===== Data records

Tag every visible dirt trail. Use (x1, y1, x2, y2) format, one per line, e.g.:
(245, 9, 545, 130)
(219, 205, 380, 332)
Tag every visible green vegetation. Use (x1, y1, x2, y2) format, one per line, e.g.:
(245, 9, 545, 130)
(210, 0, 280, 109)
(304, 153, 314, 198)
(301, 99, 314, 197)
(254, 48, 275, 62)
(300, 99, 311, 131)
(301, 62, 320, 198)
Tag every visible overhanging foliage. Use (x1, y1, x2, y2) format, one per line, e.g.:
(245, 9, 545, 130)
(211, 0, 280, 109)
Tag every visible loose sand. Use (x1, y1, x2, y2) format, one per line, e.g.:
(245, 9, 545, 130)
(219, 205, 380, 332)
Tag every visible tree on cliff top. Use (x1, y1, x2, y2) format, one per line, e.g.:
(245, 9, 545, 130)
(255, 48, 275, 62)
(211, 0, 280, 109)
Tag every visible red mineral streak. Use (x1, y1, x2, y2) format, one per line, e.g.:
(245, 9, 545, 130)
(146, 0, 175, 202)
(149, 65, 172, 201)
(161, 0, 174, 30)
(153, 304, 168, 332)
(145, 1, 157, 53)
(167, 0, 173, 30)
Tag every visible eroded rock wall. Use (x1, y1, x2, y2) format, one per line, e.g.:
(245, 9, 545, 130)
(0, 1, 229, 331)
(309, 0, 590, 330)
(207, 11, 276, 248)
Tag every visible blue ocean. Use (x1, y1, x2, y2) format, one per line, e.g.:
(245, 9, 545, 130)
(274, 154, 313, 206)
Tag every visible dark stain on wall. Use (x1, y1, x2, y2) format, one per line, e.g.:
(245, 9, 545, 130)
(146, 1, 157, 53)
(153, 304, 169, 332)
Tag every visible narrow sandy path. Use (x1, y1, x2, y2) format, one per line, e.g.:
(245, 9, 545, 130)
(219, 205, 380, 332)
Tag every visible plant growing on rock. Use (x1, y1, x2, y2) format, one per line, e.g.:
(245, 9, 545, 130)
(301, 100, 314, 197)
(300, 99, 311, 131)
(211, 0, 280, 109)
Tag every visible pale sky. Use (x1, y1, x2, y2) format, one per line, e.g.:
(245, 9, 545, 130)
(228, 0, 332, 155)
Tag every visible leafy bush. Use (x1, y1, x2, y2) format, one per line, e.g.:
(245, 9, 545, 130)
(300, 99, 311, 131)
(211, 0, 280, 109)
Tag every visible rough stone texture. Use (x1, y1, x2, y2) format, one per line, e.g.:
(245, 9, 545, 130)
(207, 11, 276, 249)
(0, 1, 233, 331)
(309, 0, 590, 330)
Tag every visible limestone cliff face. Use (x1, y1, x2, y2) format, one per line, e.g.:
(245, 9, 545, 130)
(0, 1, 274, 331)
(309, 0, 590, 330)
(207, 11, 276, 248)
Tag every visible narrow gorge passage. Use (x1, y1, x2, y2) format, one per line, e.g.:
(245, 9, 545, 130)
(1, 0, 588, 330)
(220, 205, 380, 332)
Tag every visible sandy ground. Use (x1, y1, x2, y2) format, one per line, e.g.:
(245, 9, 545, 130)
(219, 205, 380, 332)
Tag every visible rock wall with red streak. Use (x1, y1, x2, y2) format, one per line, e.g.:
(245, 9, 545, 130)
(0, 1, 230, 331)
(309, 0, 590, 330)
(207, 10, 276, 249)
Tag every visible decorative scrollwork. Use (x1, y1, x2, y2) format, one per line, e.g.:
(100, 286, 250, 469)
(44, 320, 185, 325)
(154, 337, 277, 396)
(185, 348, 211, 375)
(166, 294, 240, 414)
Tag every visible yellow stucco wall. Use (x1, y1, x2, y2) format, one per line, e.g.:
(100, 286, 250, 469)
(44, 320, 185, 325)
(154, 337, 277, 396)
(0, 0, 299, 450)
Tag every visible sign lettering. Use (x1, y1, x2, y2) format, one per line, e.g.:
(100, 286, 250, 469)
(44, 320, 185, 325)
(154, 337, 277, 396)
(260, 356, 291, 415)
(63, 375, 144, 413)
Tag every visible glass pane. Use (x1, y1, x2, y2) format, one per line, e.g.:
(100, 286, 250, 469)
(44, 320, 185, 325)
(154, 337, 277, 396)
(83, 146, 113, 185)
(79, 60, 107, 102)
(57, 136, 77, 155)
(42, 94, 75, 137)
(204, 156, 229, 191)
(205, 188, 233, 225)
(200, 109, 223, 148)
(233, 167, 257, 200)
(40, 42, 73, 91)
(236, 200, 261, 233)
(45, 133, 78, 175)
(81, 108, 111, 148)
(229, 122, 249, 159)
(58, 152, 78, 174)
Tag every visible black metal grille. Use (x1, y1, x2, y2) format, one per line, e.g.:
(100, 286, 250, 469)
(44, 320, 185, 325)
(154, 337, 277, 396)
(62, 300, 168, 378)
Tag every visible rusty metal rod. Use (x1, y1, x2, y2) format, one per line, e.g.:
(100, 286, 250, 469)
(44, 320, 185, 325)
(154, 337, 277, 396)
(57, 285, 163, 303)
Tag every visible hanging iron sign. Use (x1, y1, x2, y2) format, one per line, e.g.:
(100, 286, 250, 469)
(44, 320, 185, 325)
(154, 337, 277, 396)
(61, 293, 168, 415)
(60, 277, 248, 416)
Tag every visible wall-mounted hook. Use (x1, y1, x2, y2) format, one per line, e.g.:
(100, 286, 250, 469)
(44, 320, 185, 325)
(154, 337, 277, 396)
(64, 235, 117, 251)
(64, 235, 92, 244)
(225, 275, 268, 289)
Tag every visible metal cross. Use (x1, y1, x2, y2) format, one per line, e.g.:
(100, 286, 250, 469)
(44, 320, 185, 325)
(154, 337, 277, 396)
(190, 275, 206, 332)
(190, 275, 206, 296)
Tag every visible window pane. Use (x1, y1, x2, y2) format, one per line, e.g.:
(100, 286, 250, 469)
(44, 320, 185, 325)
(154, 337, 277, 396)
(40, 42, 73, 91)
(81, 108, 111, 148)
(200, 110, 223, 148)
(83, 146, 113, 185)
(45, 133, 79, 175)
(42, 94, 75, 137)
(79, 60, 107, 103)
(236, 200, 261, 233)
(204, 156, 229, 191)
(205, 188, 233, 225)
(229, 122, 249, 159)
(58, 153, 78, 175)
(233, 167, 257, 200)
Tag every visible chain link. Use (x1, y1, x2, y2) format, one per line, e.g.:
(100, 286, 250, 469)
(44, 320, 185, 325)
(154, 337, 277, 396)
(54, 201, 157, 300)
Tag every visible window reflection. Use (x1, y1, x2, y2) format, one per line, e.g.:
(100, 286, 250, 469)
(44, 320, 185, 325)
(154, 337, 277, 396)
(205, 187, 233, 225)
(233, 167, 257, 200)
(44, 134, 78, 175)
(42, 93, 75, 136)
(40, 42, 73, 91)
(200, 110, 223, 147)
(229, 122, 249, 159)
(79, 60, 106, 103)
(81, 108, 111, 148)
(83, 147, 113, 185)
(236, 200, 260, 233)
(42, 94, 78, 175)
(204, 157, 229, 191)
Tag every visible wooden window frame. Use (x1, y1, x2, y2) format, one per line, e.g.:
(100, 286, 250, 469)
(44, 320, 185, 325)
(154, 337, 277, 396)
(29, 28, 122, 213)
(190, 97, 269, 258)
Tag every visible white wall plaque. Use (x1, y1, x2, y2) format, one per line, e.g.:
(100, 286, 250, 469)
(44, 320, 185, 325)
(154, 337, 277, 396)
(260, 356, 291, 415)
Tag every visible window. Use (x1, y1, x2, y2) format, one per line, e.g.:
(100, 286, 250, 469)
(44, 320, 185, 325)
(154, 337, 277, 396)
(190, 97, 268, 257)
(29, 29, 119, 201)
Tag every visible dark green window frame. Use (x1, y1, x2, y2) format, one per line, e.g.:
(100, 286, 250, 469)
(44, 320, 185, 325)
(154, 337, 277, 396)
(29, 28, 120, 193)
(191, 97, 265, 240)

==========

## Assignment
Give every line of the material that includes the string "rock".

## The completed task
Tag every visible eroded rock wall. Use (x1, y1, x2, y2) format, one per line, e.g.:
Tag every visible plant growing on rock. Use (x1, y1, x2, y2) format, one per line, e.g.:
Tag every visible rock wall with red streak. Use (x1, y1, x2, y2) format, one per line, e.g.:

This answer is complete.